▶ Passage given:
§

The modern round brilliant consists of 58 facets (or 57 if the culet is excluded); 33 on the crown (the top half above the middle or girdle of the stone) and 25 on the pavilion (the lower half below the girdle). In recent decades, most girdles are faceted. Many girdles have 32, 64, 80, or 96 facets; these facets are not counted in the total. While the facet count is standard, the actual proportions (crown height and angle, pavilion depth, etc.) are not universally agreed upon. One may speak of the American cut or the Scandinavian standard (Scan. D.N.), to give but two examples.

Even with modern techniques, the cutting and polishing of a diamond crystal always results in a dramatic loss of weight; rarely is it less than 50%. The round brilliant cut is preferred when the crystal is an octahedron, as often two stones may be cut from one such crystal. Oddly shaped crystals such as macles are more likely to be cut in a fancy cut—that is, a cut other than the round brilliant—which the particular crystal shape lends itself to.

Popular fancy cuts include the baguette (from the French, resembling a loaf of bread), marquise or navette ("little boat"), princess (square outline), heart, briolette (a form of the rose cut), and the pear or drop cuts. Generally speaking, these "fancy cuts" are not held to the same strict standards as Tolkowsky-derived round brilliants. Cuts are influenced heavily by fashion; baguettes—which accentuate a diamond's lustre and downplay its fire—were all the rage during the Art Deco period, whereas the princess cut—which accentuates a diamond's fire rather than its lustre—is currently gaining popularity. The princess cut is also popular amongst diamond cutters: of all the cuts, it wastes the least of the original crystal.

§

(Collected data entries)

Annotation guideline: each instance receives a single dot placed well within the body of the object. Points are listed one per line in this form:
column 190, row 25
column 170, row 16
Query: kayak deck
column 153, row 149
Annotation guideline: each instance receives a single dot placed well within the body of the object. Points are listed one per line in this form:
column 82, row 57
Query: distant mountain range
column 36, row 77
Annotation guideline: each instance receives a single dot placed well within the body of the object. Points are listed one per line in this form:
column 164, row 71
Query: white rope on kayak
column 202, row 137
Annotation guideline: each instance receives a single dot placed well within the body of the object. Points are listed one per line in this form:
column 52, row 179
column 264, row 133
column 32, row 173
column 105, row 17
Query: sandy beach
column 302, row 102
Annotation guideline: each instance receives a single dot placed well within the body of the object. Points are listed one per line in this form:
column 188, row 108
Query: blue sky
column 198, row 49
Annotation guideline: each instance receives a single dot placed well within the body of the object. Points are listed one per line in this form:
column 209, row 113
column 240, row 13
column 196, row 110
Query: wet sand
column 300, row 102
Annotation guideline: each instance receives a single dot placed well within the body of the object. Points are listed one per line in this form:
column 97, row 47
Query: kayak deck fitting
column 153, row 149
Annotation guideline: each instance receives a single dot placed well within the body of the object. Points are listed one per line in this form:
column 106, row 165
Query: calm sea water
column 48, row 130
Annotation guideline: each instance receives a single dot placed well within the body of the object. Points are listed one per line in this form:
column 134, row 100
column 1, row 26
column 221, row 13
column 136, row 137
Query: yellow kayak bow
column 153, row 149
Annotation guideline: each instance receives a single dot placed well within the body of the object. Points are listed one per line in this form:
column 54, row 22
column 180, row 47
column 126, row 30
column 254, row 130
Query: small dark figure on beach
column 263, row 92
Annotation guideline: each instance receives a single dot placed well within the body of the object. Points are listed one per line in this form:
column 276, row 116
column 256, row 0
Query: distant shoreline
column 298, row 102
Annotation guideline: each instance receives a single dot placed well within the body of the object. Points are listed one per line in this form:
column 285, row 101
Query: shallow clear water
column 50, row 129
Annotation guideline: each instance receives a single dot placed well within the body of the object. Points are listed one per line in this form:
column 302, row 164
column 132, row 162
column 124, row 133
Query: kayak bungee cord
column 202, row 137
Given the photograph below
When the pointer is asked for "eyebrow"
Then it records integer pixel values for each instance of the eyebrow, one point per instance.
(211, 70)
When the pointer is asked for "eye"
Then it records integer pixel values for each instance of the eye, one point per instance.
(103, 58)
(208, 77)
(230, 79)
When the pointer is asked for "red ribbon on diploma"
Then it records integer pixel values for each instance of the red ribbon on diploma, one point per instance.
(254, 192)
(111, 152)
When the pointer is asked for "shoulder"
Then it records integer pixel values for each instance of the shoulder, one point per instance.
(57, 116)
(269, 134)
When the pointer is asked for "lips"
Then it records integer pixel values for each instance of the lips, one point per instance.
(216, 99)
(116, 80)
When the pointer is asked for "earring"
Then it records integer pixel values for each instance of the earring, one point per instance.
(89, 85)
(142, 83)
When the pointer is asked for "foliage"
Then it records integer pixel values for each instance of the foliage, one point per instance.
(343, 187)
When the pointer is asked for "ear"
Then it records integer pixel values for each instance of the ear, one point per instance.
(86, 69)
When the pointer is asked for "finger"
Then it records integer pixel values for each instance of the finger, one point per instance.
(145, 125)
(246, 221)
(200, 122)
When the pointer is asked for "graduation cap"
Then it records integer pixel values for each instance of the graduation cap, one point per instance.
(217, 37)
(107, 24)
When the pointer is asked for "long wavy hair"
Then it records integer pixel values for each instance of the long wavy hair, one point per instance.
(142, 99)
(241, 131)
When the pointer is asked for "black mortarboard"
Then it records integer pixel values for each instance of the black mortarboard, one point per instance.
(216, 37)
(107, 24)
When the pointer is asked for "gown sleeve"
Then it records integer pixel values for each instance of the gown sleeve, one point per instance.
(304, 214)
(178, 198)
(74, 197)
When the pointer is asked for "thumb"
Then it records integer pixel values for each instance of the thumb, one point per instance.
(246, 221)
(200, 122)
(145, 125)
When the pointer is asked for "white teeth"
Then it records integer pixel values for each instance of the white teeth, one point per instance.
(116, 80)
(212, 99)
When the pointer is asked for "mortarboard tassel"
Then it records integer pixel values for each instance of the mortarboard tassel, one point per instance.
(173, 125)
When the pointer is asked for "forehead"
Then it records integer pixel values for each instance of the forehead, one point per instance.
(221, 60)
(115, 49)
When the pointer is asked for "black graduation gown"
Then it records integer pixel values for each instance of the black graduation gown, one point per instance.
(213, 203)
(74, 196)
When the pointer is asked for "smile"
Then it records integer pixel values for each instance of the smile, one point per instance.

§

▶ Given request A:
Reproduce the part of the diamond-cut text that starts at "Even with modern" and ends at "lends itself to.".
▶ Given request B:
Answer these questions from the diamond-cut text:
(i) How many facets does the crown of the modern round brilliant have?
(ii) What crystal shape makes the round brilliant cut the preferred choice?
(iii) Which cut wastes the least of the original crystal?
▶ Given request C:
Continue the diamond-cut text from the point where it stops.
These items were gathered from a separate source.

▶ Reply A:
Even with modern techniques, the cutting and polishing of a diamond crystal always results in a dramatic loss of weight; rarely is it less than 50%. The round brilliant cut is preferred when the crystal is an octahedron, as often two stones may be cut from one such crystal. Oddly shaped crystals such as macles are more likely to be cut in a fancy cut—that is, a cut other than the round brilliant—which the particular crystal shape lends itself to.

▶ Reply B:
(i) 33
(ii) An octahedron
(iii) The princess cut

▶ Reply C:
In the 1970s, Bruce Harding developed another mathematical model for gem design. Since then, several groups have used computer models (e.g., MSU, OctoNus, GIA, and folds.net) and specialized scopes to design diamond cuts.

During the 1990s Israeli interests acquired about 20% of the diamond trade, buying diamonds from Russia and from mines in Africa not controlled by De Beers. De Beers now deals only in diamonds from their own mines. A major diamond cutting industry has grown up in Gujarat State, India where 90% of the world's diamonds (as measured by number of diamonds) are cut by a workforce of 800,000[1]. Small diamonds previously not worth cutting are cut in India, opening up a new market segment for small diamonds.

Clarity

Clarity is a measure of internal structural imperfections called "inclusions". Grades of clarity, which are mostly those used by Gemological Institute of America (GIA), are:

  • FL - "flawless" in that no inclusions are visible under 10 times magnification
  • IF - "internally flawless" with no inclusions visible under 10 times magnification, only small blemishes
  • VVS1 and VVS2 - "very very small" inclusions that are difficult to see under 10 times magnification. VVS1 is a better grade than VVS2.
  • VS1 and VS2 - "very small" inclusions and visible under magnification but invisible to the naked eye.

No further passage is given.